*** DATASET RECORDS Section Begins ***
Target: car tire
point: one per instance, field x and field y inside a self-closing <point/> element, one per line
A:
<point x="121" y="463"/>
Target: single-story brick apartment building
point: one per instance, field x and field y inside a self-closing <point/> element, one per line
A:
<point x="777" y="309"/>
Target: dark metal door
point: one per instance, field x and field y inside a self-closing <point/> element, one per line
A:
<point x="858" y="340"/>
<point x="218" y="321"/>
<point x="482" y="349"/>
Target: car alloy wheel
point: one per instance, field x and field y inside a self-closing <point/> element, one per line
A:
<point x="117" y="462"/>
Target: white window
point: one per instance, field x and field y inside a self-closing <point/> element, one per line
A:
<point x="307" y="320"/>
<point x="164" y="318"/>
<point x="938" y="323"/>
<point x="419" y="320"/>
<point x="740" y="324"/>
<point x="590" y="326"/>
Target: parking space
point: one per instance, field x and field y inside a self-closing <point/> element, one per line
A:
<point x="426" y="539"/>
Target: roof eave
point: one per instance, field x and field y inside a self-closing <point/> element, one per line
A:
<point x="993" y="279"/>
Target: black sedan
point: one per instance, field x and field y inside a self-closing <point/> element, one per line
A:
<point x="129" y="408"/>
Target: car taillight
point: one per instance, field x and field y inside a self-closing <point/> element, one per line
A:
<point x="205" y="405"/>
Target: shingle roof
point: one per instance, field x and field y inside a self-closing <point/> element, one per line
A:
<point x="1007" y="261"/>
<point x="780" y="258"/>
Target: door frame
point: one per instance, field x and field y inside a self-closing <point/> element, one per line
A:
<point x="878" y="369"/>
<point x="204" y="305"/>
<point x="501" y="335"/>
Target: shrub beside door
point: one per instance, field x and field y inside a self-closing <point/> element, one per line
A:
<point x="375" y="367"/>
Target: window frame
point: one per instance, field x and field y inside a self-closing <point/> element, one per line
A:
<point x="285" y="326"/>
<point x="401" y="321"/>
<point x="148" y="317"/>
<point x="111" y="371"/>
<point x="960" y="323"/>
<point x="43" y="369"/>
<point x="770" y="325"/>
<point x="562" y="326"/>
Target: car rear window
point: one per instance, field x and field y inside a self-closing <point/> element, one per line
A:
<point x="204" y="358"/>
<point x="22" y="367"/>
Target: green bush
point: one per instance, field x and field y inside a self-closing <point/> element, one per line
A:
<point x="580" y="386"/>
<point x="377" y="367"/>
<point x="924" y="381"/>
*** DATASET RECORDS Section Ends ***
— WHAT IS REQUIRED —
Return only the exact lines from the opening of the records through the line that contains "Target: window frame", both included.

— TASK SOLUTION —
Target: car tire
point: one per instance, field x and field y inside a self-closing <point/> element, one per line
A:
<point x="121" y="463"/>
Target: single-story brick apartment building
point: one per instance, field x and field y inside a self-closing <point/> element, one per line
A:
<point x="777" y="309"/>
Target: dark metal door
point: one per instance, field x and field y inside a self-closing <point/> element, one per line
A:
<point x="858" y="340"/>
<point x="218" y="321"/>
<point x="482" y="349"/>
Target: car alloy wheel
point: one per instance, field x and field y inside a self-closing <point/> element, one per line
A:
<point x="117" y="462"/>
Target: white window
point: one per instance, field x and field y inside a self-closing <point/> element, one per line
A:
<point x="307" y="320"/>
<point x="164" y="318"/>
<point x="938" y="323"/>
<point x="419" y="320"/>
<point x="740" y="324"/>
<point x="590" y="326"/>
Target: parking space
point: one per instance, field x and field y inside a self-closing <point/> element, one per line
A:
<point x="426" y="539"/>
Target: roof eave
point: one per instance, field x and field y inside a self-closing <point/> element, one per line
A:
<point x="993" y="279"/>
Target: black sedan
point: one per instance, field x and field y inside a self-closing <point/> element, one per line
A:
<point x="129" y="408"/>
Target: car taillight
point: one per instance, field x and field y inside a self-closing <point/> element, one per line
A:
<point x="205" y="405"/>
Target: shingle roof
point: one per instance, field x and field y inside a self-closing <point/> element, one per line
A:
<point x="1007" y="261"/>
<point x="780" y="258"/>
Target: door frame
point: one per instance, field x and field y inside a self-closing <point/> element, one per line
A:
<point x="878" y="369"/>
<point x="204" y="305"/>
<point x="501" y="335"/>
Target: shrub beside door
point: one per instance, field x and field y inside a self-closing <point/> element, one per line
A:
<point x="375" y="367"/>
Target: window frame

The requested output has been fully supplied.